*Instruction 1*:
In the mailing-list reply below, rewrite the passage starting with "[REBOL] Re: building" and going on through "might be interested.", with "Ancient Greek" changed to "Biblical Hebrew".
*Instruction 2*:
According to the mailing-list reply below, what kind of markup did the writer suspect the Perseus texts were based on?
*Instruction 3*:
Extend the mailing-list reply about Parse-XML below, picking up after its last sentence.

*Reading text*:
[REBOL] Re: building a dynamic path to elements in block
From: joel:neely:fedex at: 3-Nov-2000 6:50
HI, Gary,
[rebol-bounce--rebol--com] wrote:
> ...
> The error in the blocks are probably from my hasty cutting and
> pasting - yes they should be strings.
Hmmm... See below
> As to what I'm doing, ... I've been learning Ancient Greek and
> I came across the Perseus collection of texts (if you set it up
> correctly you can get the texts in Greek with the pitch accents)
Could you pass on the URL? I know someone who might be interested.
> ... I noticed from errors and other clues in the html that they
> were probably based on TEI.2 (Text encoding Initiative) xml or
> sgml,
Ahhh... SGML has a far ...ummm... "richer" grammar than XML. If
the source documents are really SGML, then all bets are off as to
how Parse-XML is going to digest them, and what it's going to give
you back as a result.
Parse-XML really is a minimalist parser, and doesn't even handle
HTML (except for XHTML) very well the way most web pages use it.
If you'll send either the URL for a document of interest, or sent
a sample of the document source, I'll be glad to take a peek and
see if I can tell whether you've got SGML on your hands.

*Listed records*:
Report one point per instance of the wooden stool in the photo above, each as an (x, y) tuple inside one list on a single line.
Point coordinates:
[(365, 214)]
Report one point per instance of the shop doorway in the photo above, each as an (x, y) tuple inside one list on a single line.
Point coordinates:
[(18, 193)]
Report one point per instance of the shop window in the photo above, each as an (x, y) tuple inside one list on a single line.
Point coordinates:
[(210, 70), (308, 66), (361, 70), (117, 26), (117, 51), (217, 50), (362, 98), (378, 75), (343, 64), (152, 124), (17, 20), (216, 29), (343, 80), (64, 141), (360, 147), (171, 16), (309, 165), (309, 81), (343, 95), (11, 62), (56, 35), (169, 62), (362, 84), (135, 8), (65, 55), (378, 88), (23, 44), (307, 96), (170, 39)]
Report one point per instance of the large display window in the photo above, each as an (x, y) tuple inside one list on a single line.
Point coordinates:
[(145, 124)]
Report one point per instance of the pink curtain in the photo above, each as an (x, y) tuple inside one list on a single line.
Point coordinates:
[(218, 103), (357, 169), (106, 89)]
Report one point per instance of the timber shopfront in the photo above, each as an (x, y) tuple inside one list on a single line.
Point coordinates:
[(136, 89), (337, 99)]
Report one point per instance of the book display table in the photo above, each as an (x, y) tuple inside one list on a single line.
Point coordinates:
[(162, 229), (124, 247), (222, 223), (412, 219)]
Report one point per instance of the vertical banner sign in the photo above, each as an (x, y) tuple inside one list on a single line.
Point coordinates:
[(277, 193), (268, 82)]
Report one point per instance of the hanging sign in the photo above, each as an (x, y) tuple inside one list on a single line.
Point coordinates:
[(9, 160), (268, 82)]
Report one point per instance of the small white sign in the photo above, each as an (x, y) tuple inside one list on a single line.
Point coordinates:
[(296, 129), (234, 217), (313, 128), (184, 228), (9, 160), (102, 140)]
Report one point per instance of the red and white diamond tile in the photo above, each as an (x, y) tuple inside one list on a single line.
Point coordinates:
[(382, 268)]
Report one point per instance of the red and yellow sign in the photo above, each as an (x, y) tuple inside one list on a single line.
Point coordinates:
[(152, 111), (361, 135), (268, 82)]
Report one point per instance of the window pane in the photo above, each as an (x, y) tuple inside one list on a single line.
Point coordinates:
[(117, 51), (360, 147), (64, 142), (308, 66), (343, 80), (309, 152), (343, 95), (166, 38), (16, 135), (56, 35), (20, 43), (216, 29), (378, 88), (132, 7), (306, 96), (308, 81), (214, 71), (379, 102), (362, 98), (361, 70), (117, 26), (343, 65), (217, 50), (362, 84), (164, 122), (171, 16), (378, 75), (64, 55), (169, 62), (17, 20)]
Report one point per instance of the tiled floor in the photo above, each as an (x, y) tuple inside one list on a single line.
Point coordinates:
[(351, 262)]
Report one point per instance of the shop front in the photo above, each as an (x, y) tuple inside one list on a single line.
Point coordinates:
...
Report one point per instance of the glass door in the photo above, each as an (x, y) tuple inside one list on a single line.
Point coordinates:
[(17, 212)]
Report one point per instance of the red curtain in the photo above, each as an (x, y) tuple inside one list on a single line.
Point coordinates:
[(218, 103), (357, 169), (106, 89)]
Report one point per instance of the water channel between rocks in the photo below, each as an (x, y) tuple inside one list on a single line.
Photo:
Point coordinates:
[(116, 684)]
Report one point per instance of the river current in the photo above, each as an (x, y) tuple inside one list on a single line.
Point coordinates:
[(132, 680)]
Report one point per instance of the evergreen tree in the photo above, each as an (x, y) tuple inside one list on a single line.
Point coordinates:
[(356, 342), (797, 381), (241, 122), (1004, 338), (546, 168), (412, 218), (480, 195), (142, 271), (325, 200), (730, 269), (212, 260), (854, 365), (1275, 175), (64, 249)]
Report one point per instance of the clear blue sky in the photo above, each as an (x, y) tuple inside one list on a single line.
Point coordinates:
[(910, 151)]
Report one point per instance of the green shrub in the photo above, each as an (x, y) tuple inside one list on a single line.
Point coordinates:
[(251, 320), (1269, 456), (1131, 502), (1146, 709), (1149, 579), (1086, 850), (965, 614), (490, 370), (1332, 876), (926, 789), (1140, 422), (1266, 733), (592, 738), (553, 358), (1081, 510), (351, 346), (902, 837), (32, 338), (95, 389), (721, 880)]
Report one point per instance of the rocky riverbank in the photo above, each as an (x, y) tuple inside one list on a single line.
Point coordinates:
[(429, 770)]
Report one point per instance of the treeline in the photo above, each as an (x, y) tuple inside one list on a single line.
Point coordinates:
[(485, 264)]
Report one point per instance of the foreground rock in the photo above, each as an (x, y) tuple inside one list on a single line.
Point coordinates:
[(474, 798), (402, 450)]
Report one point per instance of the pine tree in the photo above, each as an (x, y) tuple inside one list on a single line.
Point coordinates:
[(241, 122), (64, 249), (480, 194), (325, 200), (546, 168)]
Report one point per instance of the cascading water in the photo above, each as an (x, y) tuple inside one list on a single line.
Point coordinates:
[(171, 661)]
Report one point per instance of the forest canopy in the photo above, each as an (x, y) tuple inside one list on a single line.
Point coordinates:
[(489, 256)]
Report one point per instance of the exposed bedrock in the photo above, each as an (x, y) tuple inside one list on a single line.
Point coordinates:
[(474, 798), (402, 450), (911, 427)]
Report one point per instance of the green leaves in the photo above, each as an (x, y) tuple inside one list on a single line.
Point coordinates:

*Output 1*:
[REBOL] Re: building a dynamic path to elements in block
From: joel:neely:fedex at: 3-Nov-2000 6:50
HI, Gary,
[rebol-bounce--rebol--com] wrote:
> ...
> The error in the blocks are probably from my hasty cutting and
> pasting - yes they should be strings.
Hmmm... See below
> As to what I'm doing, ... I've been learning Biblical Hebrew and
> I came across the Perseus collection of texts (if you set it up
> correctly you can get the texts in Greek with the pitch accents)
Could you pass on the URL? I know someone who might be interested.

*Output 2*:
TEI.2 (Text Encoding Initiative) XML or SGML.

*Output 3*:
> and since I'm particularly interested in multi-lingual etext and
> xml I thought I'd learn REBOL by writing some scripts to reverse
> engineer the texts into something like the original xml/sgml,
> and from there I could generate any number of layouts for the texts.
As an old text-formatting hacker, I think that's an excellent use of
REBOL (though slightly ambitious as a learning project ;-). If you
run into any quicksand, I'll be glad to try to throw you a rope.
> For later reference I was wondering whether there was any clever
> way to handle the two to three character strings that UTF-8 uses
> to encoded non-asci unicode. For the moment I can avoid the issue...
> But I could envisage transcoding problems down the track.
I believe I say something that said Unicode support was a future
enhancement planned for REBOL. That would be A Good Thing, and
might give you another reason to put off tackling UTF-8 for now.
Bona Fortuna! (ooops! wrong empire! ;-)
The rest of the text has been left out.